> **THE RECORDS**:
----

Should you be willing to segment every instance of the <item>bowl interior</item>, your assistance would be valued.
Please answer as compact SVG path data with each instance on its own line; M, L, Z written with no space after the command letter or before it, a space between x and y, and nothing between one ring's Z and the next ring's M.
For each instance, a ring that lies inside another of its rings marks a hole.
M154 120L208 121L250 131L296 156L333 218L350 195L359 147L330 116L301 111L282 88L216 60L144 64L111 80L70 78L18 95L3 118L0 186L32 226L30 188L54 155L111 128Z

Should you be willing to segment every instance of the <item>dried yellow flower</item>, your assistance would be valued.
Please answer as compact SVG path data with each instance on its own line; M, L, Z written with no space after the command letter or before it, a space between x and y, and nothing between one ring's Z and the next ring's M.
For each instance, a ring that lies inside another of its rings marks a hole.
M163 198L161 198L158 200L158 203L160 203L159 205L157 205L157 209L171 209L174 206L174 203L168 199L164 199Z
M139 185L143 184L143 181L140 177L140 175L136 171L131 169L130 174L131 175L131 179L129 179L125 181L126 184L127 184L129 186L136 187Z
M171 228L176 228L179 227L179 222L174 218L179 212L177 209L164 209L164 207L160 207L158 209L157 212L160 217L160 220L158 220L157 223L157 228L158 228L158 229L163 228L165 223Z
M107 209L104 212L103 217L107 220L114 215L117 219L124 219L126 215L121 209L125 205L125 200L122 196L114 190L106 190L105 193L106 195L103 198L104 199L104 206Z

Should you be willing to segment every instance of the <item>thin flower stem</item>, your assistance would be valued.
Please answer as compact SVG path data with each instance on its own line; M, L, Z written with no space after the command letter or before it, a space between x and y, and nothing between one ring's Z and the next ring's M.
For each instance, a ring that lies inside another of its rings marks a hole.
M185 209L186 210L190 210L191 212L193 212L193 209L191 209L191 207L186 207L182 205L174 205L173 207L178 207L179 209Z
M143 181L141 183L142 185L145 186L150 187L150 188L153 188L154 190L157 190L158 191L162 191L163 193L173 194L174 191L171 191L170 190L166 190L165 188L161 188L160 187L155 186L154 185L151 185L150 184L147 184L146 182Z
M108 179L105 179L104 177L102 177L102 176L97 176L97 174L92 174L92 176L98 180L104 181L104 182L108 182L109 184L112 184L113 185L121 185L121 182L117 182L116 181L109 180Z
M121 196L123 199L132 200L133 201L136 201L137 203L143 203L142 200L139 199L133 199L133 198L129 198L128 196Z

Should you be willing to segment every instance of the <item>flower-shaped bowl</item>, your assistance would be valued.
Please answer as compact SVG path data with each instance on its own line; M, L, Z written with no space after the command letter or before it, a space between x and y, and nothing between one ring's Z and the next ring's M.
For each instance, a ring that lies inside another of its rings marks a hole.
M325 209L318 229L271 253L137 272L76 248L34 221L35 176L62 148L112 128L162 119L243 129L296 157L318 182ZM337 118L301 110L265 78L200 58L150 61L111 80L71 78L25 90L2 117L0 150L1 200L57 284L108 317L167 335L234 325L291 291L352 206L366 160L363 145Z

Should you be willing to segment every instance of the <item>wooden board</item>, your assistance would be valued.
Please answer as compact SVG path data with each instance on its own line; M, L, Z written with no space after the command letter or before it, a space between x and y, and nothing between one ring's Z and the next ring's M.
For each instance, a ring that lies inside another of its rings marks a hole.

----

Copy every line of the records above that contains the word "bowl". Matching is case-sensitive.

Should you be willing to segment every instance of the <item>bowl interior</item>, your assistance would be valued.
Should you be willing to segment every instance of the <item>flower-shaped bowl</item>, your assistance would be valued.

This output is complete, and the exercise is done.